* _Source extract_
>> BEGIN
Today would have been Julia Child's 100th birthday. It seems only fitting to honor her with a special dessert.
Crème Brulee (from Julia and Jacques Cooking at Home)
The pleasure of this deliciously rich dessert lies in its contrast of textures, the soft and creamy custard hidden under a brittle sheet of caramelized brown sugar. The custard is baked and served in small ramekins- shallow ceramic soufflé-type molds, round or oval, with a 1/2-cup capacity. You don't have to crust them, since the cooked and chilled custards can be served simply as pots de crème.
The custards will still be soft when the ramekins come out of the oven. Give them plenty of time to chill and set before glazing.
You can melt and caramelize the sugar with a handheld blowtorch of under a broiler. With either method, watch the sugar carefully, since the lovely dark caramel can turn to burnt ash in an instant. It is best to practice with 1 or 2 custards the first time you glaze crème brulee, to gauge the effect of your blowtorch or broiled. Here we use light-brown sugar, which gives a very nice flavor to the crust, but you could glaze granulated sugar instead. Don't try to melt "brownulated sugar," though- it won't work.
Yield: Eight 4-ounce ramekins
3 cups heavy cream
1 vanilla bean, or 2 tsp vanilla extract
Grated zest of a large orange
6 large egg yolks
1/2 cup granulated sugar
1/2 cup light-brown sugar, or more if needed
Eight 4-ounce ramekins (small soufflé molds); a wire whisk; a sieve; a mixing bowl and a large (4-cup) measuring cup; a baking pan with 2-inch sides, large enough to hold all the ramekins; a propane blowtorch (optional)
Making the custards
Preheat the oven to 350.
Pour the cream into a 6-cup saucepan, stir in the vanilla bean or vanilla extract and the orange zest, and bring to the simmer. Remove from heat, cover the pan, and let steep for 5 minutes.
Whisk the egg yolks and sugar in the mixing bowl for several minutes until the yolks are thick, pale yellow and form a fat, slowly dissolving ribbon when dropped from the whisk back into the bowl.
Remove the vanilla bean from the hot cream (save it- you can use it again). So as not to scrambled the egg yolks, stir by dribbles half a cup of the hot cream into the yolks, stirring (not beating- you do not want to form bubbles). Adding it in a slow stream, stir in the rest of the cream. Set the sieve over the quart measure and strain custard mixture through it to eliminate any coagulated bits of egg and the orange rind. Skim off any bubbles from the surface of the custard.
Arrange the ramekins in the baking pan and pour or ladle 1/2 cup of custard into each, leaving 1/4 inch at the top for the glaze. Set the baking pan in the oven and pour in enough hot water to come halfway up the ramekins.
Bake the custards for 30 to 35 minutes, until the tops are set but the custard in the center is still quite soft to the touch. Carefully remove the baking pan from the oven, and life the ramekins from the hot water/ Let them cool briefly, then chill thoroughly in the refrigerator, at least 4 hours. Either serve them as pots de creme, or glaze them as follows.
>> END
* _Data_
>> BEGIN
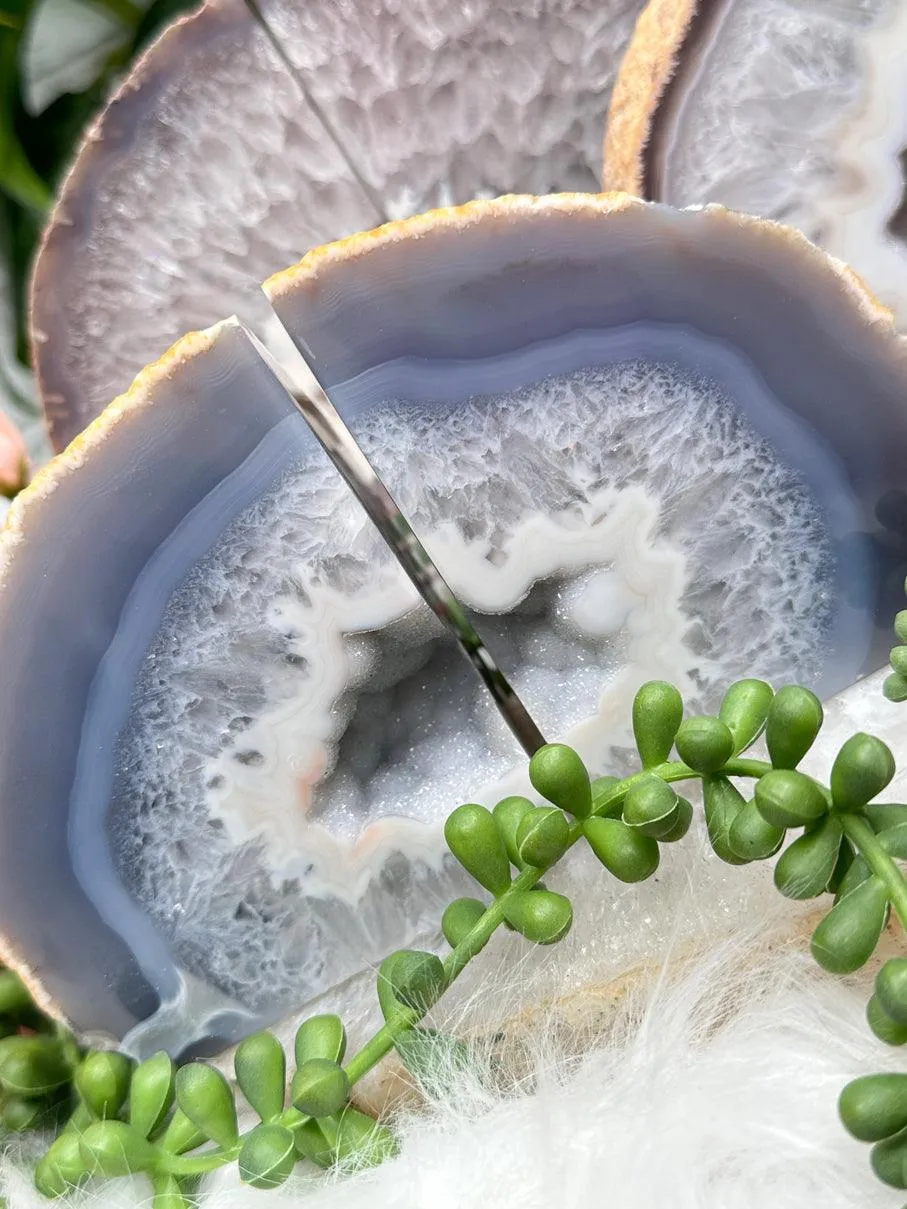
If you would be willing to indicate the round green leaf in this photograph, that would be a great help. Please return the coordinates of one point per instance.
(260, 1066)
(874, 1106)
(182, 1134)
(847, 937)
(267, 1156)
(704, 744)
(204, 1095)
(151, 1093)
(657, 713)
(103, 1082)
(651, 807)
(785, 798)
(508, 815)
(723, 803)
(744, 711)
(543, 837)
(889, 1160)
(804, 869)
(321, 1036)
(682, 821)
(33, 1065)
(113, 1149)
(62, 1168)
(750, 837)
(891, 989)
(793, 721)
(558, 773)
(460, 918)
(882, 1024)
(18, 1114)
(625, 852)
(895, 687)
(602, 787)
(475, 842)
(861, 770)
(411, 978)
(321, 1088)
(541, 915)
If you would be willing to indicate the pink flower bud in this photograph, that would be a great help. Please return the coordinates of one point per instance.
(13, 458)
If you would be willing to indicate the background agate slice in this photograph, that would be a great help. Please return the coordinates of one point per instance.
(640, 443)
(212, 167)
(790, 109)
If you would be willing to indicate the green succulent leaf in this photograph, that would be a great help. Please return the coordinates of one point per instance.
(874, 1108)
(204, 1097)
(785, 798)
(895, 687)
(847, 937)
(541, 915)
(861, 770)
(260, 1066)
(321, 1036)
(806, 868)
(882, 1024)
(267, 1156)
(33, 1065)
(624, 851)
(651, 807)
(103, 1082)
(793, 722)
(543, 837)
(559, 774)
(508, 815)
(62, 1168)
(750, 837)
(657, 715)
(321, 1088)
(744, 711)
(182, 1134)
(151, 1093)
(891, 989)
(460, 918)
(411, 978)
(723, 804)
(704, 744)
(114, 1147)
(474, 840)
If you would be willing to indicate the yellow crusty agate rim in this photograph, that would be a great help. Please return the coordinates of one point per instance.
(306, 272)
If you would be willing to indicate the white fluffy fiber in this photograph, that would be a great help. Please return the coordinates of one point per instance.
(715, 1092)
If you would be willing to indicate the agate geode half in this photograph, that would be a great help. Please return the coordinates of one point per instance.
(637, 441)
(793, 111)
(249, 134)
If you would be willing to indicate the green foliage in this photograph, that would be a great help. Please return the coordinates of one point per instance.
(542, 837)
(624, 851)
(793, 721)
(143, 1118)
(474, 839)
(36, 149)
(560, 776)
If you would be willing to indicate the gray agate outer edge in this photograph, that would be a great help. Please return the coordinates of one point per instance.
(65, 571)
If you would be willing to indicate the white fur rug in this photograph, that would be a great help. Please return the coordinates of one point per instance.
(716, 1092)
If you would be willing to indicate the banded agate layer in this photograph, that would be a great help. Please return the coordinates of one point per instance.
(639, 443)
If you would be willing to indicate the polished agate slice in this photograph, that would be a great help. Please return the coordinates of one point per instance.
(637, 443)
(791, 109)
(234, 148)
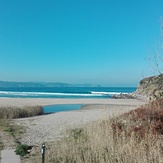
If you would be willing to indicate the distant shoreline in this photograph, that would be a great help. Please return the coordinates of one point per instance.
(52, 101)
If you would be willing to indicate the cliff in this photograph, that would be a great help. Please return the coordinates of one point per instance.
(150, 88)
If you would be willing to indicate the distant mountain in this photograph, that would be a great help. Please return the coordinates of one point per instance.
(7, 84)
(151, 87)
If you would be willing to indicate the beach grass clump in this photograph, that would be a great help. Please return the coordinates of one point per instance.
(20, 112)
(132, 137)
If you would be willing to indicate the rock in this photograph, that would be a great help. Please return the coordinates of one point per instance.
(150, 88)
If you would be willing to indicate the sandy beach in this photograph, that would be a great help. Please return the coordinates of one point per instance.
(51, 127)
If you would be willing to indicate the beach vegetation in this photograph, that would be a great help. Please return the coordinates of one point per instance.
(20, 112)
(135, 136)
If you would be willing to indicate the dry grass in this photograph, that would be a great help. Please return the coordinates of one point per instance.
(131, 138)
(20, 112)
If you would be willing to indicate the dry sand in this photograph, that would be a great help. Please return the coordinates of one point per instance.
(51, 127)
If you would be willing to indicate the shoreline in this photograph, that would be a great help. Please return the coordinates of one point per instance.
(55, 101)
(51, 127)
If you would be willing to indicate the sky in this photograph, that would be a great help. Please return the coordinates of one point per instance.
(104, 42)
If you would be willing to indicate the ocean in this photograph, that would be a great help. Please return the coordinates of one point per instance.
(64, 92)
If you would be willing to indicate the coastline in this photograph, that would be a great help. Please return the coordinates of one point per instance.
(52, 101)
(52, 127)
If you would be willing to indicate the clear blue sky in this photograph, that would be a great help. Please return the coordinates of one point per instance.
(102, 42)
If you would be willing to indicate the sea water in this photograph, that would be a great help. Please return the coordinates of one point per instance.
(65, 92)
(61, 108)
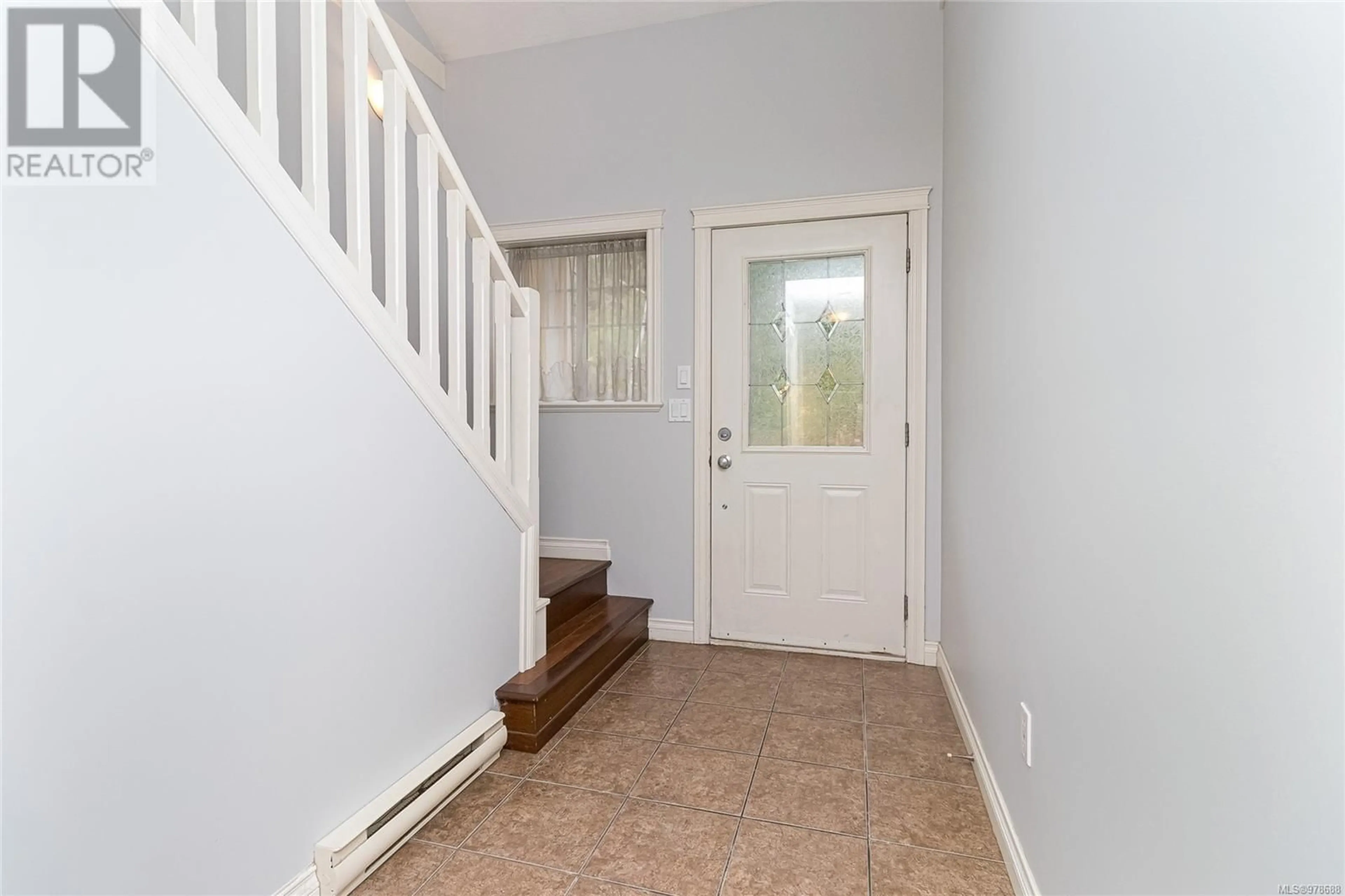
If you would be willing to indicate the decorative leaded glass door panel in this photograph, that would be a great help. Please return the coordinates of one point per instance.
(809, 385)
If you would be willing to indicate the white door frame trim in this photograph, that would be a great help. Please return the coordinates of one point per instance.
(915, 204)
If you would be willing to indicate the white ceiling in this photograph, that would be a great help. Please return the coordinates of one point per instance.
(470, 29)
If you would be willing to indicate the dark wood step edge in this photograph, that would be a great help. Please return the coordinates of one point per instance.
(559, 661)
(553, 588)
(521, 722)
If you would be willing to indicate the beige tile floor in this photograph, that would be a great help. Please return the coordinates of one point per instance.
(724, 771)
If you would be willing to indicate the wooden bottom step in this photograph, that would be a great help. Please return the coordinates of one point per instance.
(587, 650)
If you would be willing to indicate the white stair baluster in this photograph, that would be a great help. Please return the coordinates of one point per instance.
(198, 18)
(356, 51)
(427, 189)
(261, 72)
(504, 379)
(481, 341)
(395, 198)
(455, 241)
(312, 108)
(522, 395)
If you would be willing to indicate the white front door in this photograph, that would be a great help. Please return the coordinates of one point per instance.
(807, 517)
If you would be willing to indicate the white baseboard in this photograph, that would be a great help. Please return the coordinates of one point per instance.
(670, 630)
(303, 884)
(931, 657)
(576, 548)
(1016, 863)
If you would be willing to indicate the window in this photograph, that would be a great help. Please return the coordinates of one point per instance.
(599, 310)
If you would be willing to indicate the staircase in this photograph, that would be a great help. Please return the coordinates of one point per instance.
(446, 311)
(589, 634)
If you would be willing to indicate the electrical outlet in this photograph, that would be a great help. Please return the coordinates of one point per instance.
(1026, 734)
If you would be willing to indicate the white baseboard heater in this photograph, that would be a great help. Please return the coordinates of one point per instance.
(358, 847)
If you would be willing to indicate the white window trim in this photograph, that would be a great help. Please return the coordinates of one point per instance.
(598, 228)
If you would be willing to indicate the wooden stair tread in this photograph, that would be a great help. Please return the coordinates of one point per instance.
(576, 642)
(556, 574)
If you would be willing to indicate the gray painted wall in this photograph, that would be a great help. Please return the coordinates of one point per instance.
(248, 582)
(1143, 434)
(767, 103)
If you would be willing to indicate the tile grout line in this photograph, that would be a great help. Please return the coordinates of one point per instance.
(747, 797)
(779, 678)
(868, 804)
(635, 784)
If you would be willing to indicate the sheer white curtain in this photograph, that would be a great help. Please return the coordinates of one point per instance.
(595, 336)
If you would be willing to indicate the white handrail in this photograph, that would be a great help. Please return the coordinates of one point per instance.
(501, 438)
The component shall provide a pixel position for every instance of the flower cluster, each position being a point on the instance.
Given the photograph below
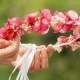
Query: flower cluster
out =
(11, 29)
(41, 21)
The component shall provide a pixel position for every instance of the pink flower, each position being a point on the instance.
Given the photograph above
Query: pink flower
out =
(38, 22)
(43, 22)
(12, 28)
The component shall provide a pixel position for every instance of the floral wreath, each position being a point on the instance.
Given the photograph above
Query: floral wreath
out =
(41, 22)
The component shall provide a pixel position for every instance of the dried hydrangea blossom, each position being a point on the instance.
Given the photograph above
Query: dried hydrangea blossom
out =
(40, 22)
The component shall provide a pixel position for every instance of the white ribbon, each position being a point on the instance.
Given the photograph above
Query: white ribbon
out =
(25, 62)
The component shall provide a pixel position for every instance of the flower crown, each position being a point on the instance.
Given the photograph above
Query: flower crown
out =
(41, 22)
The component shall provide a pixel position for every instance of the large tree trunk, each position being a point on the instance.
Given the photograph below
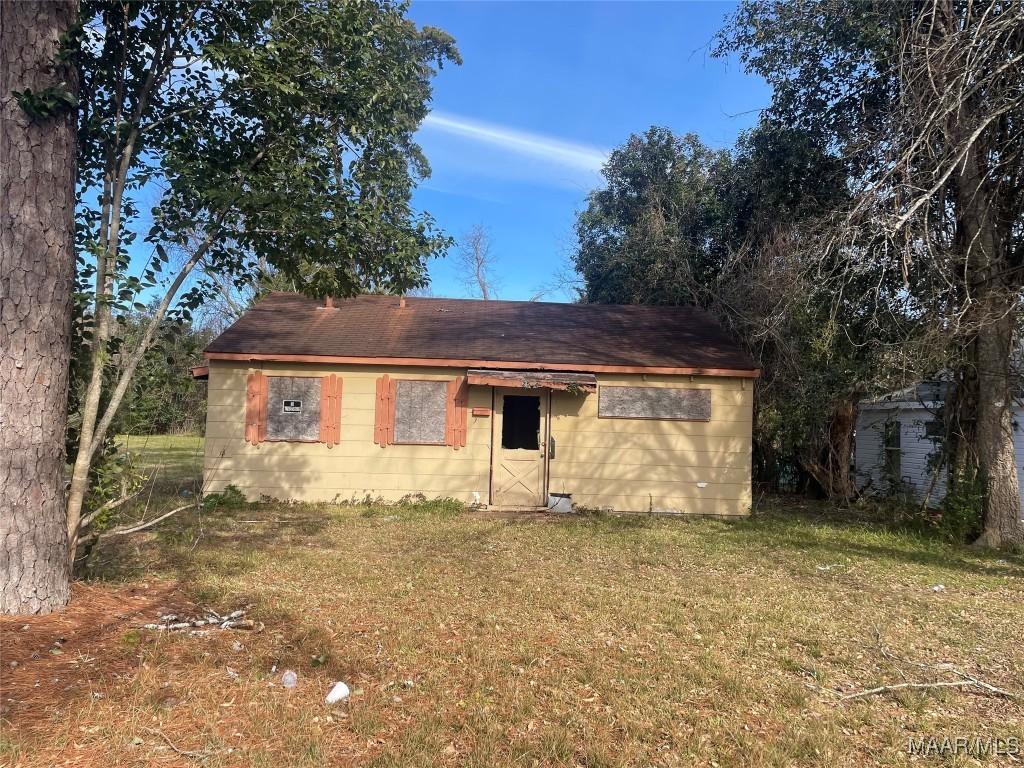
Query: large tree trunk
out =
>> END
List every ingredient named in the ingredient list of the crème brulee recipe, along with its stated quantity. The data was drawn from a separate source, unrelated to the crème brulee recipe.

* _Task output_
- 3 cups heavy cream
- 1 vanilla bean, or 2 tsp vanilla extract
- Grated zest of a large orange
- 6 large egg yolks
- 1/2 cup granulated sugar
- 1/2 cup light-brown sugar, or more if needed